### The problem
Return the listing in full. Keep every word as it stands.

### Exercise data
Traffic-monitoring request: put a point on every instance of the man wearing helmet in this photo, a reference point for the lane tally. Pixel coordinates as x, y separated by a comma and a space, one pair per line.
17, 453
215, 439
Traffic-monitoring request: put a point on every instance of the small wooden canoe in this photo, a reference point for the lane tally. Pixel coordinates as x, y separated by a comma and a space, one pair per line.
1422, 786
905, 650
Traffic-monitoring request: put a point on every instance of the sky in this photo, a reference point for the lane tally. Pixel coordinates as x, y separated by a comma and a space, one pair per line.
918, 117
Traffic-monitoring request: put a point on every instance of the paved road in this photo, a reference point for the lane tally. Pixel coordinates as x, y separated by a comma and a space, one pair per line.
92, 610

### Exercise answer
Traffic-monitoring request: put a point on every instance of the man wearing helmet in this photo, a reference point for the lane tally. Pixel coordinates as x, y separated by a comma and a space, one pair per line.
17, 453
215, 439
Traffic-monitoring request: put a point on every instance of the small wooden canoe in this photo, a reference point for the lane tally. Pixel coordinates as x, y separated by a comma and a space, one pair per line.
1422, 786
905, 650
Traffic-monitoring request: put a point on every instance of the sky in this photo, a reference point for the lane tally. Pixel coordinates as x, y separated by a comma and a space, one pair per line.
918, 117
Traffic-monitoring request: put a point on every instance of the paved road in this photo, a reference point for the lane tally. Pixel coordinates as x, y separated by a comma and a space, one pair per line.
92, 610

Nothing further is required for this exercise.